Source extract:
────────────────

Legal
Issue No. 17 - June/July 2004
Fraud
Any business can fall victim to fraud. All it takes is a weakness in the way an organisation conducts its business. Frauds can be implemented and covered up in many diverse ways. Any person smart enough and motivated enough to commit a fraud may find a way to do so.
Financial services businesses are of course particularly susceptible to external fraud. But a recent survey of large Australian and New Zealand businesses found that 59% of frauds came from internal sources. As you would expect, a significant proportion of these frauds were perpetrated by management; senior employees with responsibility for and access to the business’ financial systems. But more than half the frauds were not committed by management but by other employees.
Fraud is defined as an intentional dishonest act or omission done with the purpose of deceiving. An employee owes a duty of fidelity to his or her employer. The employee must look to the best interests of their employer and not to do anything that will harm those interests.
What those interests are and the ways in which those interests can be damaged will depend upon the circumstances of each business venture. These can include whether the venture is in manufacture, transport, consultancy etc. Each type of business will provide different avenues for obtaining a benefit.

────────────────

Information given:
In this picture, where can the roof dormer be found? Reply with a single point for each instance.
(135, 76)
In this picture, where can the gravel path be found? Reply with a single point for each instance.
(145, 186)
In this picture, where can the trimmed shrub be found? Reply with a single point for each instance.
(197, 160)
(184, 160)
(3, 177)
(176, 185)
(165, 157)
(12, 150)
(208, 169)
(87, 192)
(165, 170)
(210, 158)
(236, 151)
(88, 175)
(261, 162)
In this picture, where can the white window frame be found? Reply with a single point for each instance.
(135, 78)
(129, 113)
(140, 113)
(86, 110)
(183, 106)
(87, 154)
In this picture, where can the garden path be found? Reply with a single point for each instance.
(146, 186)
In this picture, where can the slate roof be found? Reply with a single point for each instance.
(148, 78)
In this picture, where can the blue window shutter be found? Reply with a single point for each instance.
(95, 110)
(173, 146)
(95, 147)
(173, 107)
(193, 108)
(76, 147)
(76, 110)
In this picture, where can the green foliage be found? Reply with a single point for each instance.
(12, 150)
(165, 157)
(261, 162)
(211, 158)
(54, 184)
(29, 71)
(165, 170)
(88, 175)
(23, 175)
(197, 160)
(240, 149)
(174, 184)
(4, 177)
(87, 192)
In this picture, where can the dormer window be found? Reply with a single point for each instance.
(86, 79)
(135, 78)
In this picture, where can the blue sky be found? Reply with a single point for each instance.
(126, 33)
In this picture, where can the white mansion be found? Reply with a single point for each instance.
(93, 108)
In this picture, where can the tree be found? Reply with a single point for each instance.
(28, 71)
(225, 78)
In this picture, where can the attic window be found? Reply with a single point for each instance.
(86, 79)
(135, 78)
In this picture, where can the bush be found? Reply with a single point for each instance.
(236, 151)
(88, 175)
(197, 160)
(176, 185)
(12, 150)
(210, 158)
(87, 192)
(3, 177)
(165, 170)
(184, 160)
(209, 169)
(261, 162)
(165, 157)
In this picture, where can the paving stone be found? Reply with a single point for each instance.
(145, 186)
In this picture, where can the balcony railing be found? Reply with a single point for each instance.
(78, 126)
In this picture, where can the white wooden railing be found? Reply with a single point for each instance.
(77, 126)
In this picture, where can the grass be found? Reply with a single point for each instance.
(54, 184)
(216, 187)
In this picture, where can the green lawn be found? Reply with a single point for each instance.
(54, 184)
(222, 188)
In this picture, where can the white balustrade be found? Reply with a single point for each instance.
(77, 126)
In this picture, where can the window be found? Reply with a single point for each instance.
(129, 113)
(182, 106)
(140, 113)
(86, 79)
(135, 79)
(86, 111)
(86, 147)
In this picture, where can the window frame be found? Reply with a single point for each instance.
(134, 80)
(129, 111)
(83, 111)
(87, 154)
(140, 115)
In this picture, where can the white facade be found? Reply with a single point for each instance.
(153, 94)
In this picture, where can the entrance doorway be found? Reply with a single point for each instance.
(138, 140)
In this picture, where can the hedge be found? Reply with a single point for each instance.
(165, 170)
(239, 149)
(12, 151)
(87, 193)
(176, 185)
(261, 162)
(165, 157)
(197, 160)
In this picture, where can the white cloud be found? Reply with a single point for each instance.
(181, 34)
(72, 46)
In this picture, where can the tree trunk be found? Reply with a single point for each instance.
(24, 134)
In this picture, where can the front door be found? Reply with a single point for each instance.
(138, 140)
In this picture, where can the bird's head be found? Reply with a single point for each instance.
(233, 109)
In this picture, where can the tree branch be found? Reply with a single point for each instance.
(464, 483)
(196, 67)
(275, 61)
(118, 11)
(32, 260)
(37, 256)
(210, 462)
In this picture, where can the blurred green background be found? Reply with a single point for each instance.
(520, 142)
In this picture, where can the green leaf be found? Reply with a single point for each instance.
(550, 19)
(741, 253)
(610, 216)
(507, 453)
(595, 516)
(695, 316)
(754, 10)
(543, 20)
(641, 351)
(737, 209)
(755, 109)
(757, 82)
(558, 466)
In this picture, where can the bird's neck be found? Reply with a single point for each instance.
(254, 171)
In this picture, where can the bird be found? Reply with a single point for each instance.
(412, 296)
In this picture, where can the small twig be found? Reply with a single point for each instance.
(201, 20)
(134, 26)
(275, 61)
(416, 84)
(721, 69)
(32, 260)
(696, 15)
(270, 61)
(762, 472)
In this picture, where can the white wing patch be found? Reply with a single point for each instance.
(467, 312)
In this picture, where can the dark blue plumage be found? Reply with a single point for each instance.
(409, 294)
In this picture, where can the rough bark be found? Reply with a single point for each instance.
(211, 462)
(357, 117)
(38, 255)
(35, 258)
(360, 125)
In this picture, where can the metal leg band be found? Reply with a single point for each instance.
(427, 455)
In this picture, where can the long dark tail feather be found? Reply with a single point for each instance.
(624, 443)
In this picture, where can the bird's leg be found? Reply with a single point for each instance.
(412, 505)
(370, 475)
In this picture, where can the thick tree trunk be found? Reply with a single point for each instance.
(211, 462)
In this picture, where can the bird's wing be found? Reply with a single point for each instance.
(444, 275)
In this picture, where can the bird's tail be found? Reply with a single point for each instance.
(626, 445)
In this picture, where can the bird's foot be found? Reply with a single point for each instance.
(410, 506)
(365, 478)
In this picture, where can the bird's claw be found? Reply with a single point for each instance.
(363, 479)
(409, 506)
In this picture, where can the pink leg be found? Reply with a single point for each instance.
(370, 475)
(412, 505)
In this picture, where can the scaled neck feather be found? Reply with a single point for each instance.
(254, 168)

────────────────

The request: In the survey of large Australian and New Zealand businesses described in the fraud article, what percentage of frauds came from internal sources? These entries were taken from a separate source.

Written solution: 59%